• _WHAT THE EXERCISE ASKS_
Render every line of the material below as a numbered list, omitting any blank lines.

___

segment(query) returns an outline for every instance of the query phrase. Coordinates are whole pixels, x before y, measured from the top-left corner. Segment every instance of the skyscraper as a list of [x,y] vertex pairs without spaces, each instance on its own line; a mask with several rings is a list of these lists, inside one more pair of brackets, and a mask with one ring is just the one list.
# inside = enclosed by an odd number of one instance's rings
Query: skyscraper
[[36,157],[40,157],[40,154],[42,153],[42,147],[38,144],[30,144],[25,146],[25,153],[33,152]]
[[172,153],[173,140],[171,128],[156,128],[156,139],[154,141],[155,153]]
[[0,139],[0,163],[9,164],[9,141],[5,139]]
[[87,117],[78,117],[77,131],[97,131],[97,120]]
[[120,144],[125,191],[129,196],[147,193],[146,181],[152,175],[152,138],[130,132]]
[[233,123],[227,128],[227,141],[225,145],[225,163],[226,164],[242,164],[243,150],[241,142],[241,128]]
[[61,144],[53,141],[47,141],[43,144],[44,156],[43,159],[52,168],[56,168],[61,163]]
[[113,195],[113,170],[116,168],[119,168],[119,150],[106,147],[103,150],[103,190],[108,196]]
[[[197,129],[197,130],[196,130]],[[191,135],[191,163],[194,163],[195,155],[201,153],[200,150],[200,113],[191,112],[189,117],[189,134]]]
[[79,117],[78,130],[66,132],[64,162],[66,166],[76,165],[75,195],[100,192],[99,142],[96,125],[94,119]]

___

• _FULL OUTPUT_
1. segment(query) returns an outline for every instance of the query phrase. Coordinates are whole pixels, x before y, measured from the top-left corner. Segment every instance of the skyscraper as a list of [x,y] vertex pairs without spaces, each instance on its own line; a mask with several rings is a list of these lists, inside one more pair of brackets, and a mask with one ring is just the one list.
2. # inside = enclosed by an odd number of one instance's rings
3. Query: skyscraper
4. [[36,157],[40,157],[40,154],[42,153],[42,147],[38,144],[30,144],[25,146],[25,153],[33,152]]
5. [[172,153],[173,140],[171,128],[156,128],[156,139],[154,141],[155,153]]
6. [[0,139],[0,163],[9,164],[9,141],[5,139]]
7. [[87,117],[78,117],[77,131],[97,131],[97,120]]
8. [[120,144],[125,191],[129,196],[147,193],[146,181],[152,175],[152,138],[130,132]]
9. [[233,123],[227,128],[227,141],[225,145],[225,163],[226,164],[242,164],[243,150],[241,142],[241,128]]
10. [[61,144],[53,141],[47,141],[43,144],[44,156],[43,159],[52,168],[56,168],[61,163]]
11. [[113,195],[113,170],[116,168],[119,168],[119,150],[106,147],[103,150],[103,190],[108,196]]
12. [[[197,129],[197,130],[196,130]],[[191,135],[191,163],[194,163],[195,155],[201,153],[200,150],[200,113],[191,112],[189,117],[189,134]]]
13. [[79,117],[78,130],[66,132],[64,162],[66,166],[76,165],[75,195],[100,192],[99,142],[96,125],[94,119]]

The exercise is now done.